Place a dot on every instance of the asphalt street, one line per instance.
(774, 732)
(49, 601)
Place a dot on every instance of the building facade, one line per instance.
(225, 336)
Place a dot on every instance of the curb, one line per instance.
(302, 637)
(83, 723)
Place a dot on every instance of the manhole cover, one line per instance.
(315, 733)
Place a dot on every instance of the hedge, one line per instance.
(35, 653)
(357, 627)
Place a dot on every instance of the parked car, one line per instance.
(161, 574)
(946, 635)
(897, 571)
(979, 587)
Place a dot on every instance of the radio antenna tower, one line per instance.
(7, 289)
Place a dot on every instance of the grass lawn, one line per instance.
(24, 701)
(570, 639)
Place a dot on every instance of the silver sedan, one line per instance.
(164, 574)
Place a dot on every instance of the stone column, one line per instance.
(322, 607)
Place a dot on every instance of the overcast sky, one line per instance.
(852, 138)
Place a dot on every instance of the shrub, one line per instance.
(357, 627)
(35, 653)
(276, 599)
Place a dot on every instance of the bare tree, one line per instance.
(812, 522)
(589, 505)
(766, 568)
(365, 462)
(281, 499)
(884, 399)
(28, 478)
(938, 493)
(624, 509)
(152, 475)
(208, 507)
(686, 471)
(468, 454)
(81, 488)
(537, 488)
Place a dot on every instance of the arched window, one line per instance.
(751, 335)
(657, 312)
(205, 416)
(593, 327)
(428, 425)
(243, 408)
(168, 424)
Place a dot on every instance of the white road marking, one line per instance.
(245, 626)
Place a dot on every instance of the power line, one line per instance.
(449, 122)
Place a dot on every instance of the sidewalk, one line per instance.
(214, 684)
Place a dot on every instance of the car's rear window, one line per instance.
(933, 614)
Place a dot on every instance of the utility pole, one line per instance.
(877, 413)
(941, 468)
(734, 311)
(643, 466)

-.-.-

Retype all of the rows above, keeping every word, number and punctuation mark unchanged.

» **Answer below**:
Place a dot on every instance of the asphalt street, one line per instance.
(774, 732)
(49, 601)
Place a dot on every instance of the building facade, one line per instance.
(225, 336)
Place a dot on every instance of the curb, one line per instance.
(302, 637)
(83, 723)
Place a dot on every instance of the manhole cover, one line per instance.
(315, 733)
Place a dot on every instance of the hedge, one line per instance.
(35, 653)
(357, 627)
Place a dot on every instance of the parked car, one line per instance.
(161, 574)
(946, 635)
(897, 571)
(979, 587)
Place a dot on every instance of the radio antenna tower, one line per instance.
(7, 289)
Place a dot on every instance of the grass lawn, one line per instance.
(24, 701)
(570, 639)
Place a dot on every instance of the silver sedan, one line per instance.
(164, 574)
Place a dot on every instance of the stone column, one line per instance.
(322, 607)
Place a dot on every instance of the overcast sky, one line per instance.
(852, 138)
Place a dot on every instance of the shrub, one line per instance.
(357, 627)
(35, 653)
(276, 599)
Place a dot on every instance of the bare tree, one line per instance.
(812, 522)
(589, 505)
(766, 568)
(365, 462)
(281, 499)
(884, 399)
(28, 478)
(938, 493)
(624, 509)
(152, 475)
(208, 507)
(686, 471)
(468, 454)
(81, 488)
(537, 488)
Place a dot on every instance of the arched window, one line per instance.
(751, 335)
(657, 312)
(205, 416)
(593, 327)
(428, 425)
(243, 408)
(168, 424)
Place a dot on every instance of the white road marking, one line per instance.
(245, 626)
Place a dot on every instance of the power line, one line per instance.
(449, 122)
Place a dot on every instance of the sidewalk, one line per instance.
(214, 684)
Place a dot on every instance of the car's rear window, one line per instance.
(933, 614)
Place a dot on every instance of the utility pole, one line per instance.
(877, 413)
(941, 468)
(734, 311)
(643, 466)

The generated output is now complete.